[Records from a data source]
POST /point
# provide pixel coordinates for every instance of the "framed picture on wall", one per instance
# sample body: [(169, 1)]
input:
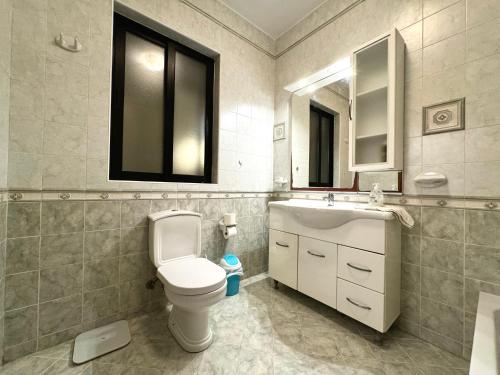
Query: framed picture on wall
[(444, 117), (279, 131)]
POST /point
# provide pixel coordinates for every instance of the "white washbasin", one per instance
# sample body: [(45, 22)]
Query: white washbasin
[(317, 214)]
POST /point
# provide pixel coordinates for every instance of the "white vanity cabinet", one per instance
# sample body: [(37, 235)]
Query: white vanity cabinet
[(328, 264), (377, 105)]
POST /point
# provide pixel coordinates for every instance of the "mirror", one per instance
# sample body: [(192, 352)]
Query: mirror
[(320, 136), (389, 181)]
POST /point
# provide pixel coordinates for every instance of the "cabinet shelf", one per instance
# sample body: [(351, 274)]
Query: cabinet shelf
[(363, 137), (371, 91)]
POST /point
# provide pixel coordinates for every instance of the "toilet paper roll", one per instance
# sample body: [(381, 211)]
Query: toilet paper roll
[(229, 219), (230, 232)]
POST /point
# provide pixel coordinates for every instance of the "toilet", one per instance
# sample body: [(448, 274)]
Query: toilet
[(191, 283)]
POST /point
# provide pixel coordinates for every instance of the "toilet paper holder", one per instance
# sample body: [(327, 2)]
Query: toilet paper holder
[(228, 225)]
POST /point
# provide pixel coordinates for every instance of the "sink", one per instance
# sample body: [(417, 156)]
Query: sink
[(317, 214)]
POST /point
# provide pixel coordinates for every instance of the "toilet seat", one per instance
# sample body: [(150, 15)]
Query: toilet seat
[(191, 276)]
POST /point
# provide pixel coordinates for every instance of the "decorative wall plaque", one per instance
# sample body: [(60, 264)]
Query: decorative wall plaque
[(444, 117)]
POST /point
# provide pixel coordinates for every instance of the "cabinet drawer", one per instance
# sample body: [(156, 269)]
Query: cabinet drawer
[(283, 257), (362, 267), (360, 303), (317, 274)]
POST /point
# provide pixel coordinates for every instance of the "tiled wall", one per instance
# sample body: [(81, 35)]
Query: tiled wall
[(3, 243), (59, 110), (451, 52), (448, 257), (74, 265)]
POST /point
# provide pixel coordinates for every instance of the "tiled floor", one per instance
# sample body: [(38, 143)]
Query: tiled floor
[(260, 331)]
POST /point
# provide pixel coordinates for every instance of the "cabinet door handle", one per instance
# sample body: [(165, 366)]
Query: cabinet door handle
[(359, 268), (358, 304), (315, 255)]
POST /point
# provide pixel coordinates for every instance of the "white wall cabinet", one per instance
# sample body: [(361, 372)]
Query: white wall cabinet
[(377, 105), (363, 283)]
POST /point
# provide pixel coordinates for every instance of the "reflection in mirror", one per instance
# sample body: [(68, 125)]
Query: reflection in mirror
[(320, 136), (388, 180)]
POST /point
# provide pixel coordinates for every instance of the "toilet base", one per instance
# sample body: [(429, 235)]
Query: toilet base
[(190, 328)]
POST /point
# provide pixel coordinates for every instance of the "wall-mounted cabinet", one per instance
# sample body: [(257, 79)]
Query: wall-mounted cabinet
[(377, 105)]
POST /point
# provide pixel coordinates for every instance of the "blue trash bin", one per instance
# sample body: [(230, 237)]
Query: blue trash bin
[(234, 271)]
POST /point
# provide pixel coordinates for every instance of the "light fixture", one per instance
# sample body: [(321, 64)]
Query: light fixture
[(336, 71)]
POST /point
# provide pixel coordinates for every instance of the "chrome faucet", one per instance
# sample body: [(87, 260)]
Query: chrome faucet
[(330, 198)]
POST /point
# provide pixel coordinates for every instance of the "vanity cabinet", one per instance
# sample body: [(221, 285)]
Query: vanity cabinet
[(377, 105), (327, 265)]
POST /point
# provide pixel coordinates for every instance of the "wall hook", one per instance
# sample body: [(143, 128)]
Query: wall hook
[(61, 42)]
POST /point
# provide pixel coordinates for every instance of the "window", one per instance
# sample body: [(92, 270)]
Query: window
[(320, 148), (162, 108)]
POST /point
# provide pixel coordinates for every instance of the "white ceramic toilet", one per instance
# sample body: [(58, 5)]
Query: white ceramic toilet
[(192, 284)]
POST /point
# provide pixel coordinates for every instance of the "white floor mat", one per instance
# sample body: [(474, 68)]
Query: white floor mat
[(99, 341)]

Assigned task>
Only the text of the records above, copied exactly, should be returned; the pictures stay out.

Expected answer>
POST /point
# provide pixel coordinates for every instance of the "framed picture on wall", one per instance
# sample body: [(169, 1)]
input:
Query: framed picture on wall
[(444, 117), (279, 131)]
POST /point
# provide pixel coordinates for every instance of the "white washbasin", one per instance
# sample body: [(45, 22)]
Query: white washbasin
[(317, 214)]
POST /point
# provide pixel coordinates for every instance of the "white vanity cabinet", one per instance
# sample body: [(37, 235)]
Query: white vanity cabinet
[(328, 264), (377, 105)]
POST /point
# provide pixel coordinates for every instance of the "mirror", one per instance
# sample body: [(192, 352)]
Query: mirror
[(320, 136), (389, 181)]
POST /point
# provide pixel coordinates for every instance of the "cabinet shelf", one per instance
# sample body: [(351, 274)]
Query: cabinet shelf
[(363, 137), (371, 91)]
POST /point
# provide pixel coordinates for every instance of the "toilet paper roll", one per instance
# sample body: [(381, 211)]
Query: toilet paper roll
[(229, 219), (230, 232)]
POST /point
# provide pixel coordinates for every instance of the "toilet", one per instance
# sample body: [(448, 274)]
Query: toilet
[(191, 283)]
POST /point
# provide pixel coordinates for every instance of the "toilet paper holder", one per instance
# sample body: [(327, 2)]
Query: toilet paper holder
[(228, 225)]
POST /point
# provide pixel coordinates for every instance of the "sink", one per instance
# sample body: [(417, 156)]
Query: sink
[(317, 214)]
POST /point
# provide pixel coordinates for every instance of the "toilet seat", one per instance
# sample body: [(150, 15)]
Query: toilet seat
[(191, 276)]
POST /point
# provide pixel coordinates for every instance of the "decorative wall plaque", one per instance
# sample body: [(60, 264)]
Query: decorative wall plaque
[(444, 117)]
POST /point
# provide pixel coordinates for every instance of the "cabinet drawer", one per instance
# sample body: [(156, 269)]
Query: cabinet drawer
[(283, 257), (362, 267), (360, 303), (317, 274)]
POST /point
# provide pixel coordinates for every instance of the "tiled wall", one per instance
# sample body: [(81, 35)]
Query: tiled wall
[(3, 243), (59, 110), (451, 52), (448, 257), (74, 265)]
POST /point
# provide pixel coordinates for every instance of the "tiled floor", one per instance
# sample body: [(38, 143)]
Query: tiled floor
[(260, 331)]
POST /point
# provide pixel coordinates for every instance of the "cabinet door handle", one per instance
# sample body: [(165, 366)]
Query: cabinet door handle
[(359, 268), (358, 304), (315, 255)]
POST /point
# provide pixel coordinates for every instance of the "white wall cabinet", one per instance
# sample body: [(361, 372)]
Query: white wall cabinet
[(377, 105), (363, 283)]
POST /point
# provide pixel coordinates for every instance of the "reflection in mirror", one per instance
# sample body: [(68, 125)]
Query: reflection in mirror
[(320, 136), (388, 180)]
POST /point
# provide pixel coordinates for every instance of the "toilet base", one per instance
# sample body: [(429, 235)]
Query: toilet base
[(190, 328)]
POST /point
# provide pixel coordinates for every instance of the "wall-mounted cabinet", one per instance
# sample body: [(257, 79)]
Query: wall-mounted cabinet
[(377, 105)]
POST /point
# provide pixel coordinates for every instance of the "blue trash bin", one per instance
# sample body: [(230, 237)]
Query: blue trash bin
[(234, 271)]
POST /point
# provide pixel coordinates for every instance of the "light fixture", one per instance
# sample body: [(321, 64)]
Query: light fixture
[(336, 71)]
POST /point
# provide pixel coordinates for every instance of the "chrome faucet", one per instance
# sample body: [(87, 260)]
Query: chrome faucet
[(330, 198)]
POST /point
# provide pixel coordinates for every instance of the "vanity cabinet", one per instance
# sample body: [(221, 285)]
Query: vanity cabinet
[(377, 105), (327, 265)]
POST /point
# provide pixel coordinates for every instance of the "wall hook", one per instance
# sample body: [(143, 128)]
Query: wall hook
[(61, 42)]
POST /point
# provide pixel coordinates for every instance of the "window", one per instance
# sample body: [(92, 270)]
Query: window
[(320, 148), (162, 108)]
POST /point
# provide pixel coordinates for every instance of the "white ceramic toilet", one per instance
# sample body: [(58, 5)]
Query: white ceramic toilet
[(192, 284)]
POST /point
# provide pixel coordinates for every instance of the "white floor mat", one per instance
# sample body: [(474, 68)]
Query: white floor mat
[(99, 341)]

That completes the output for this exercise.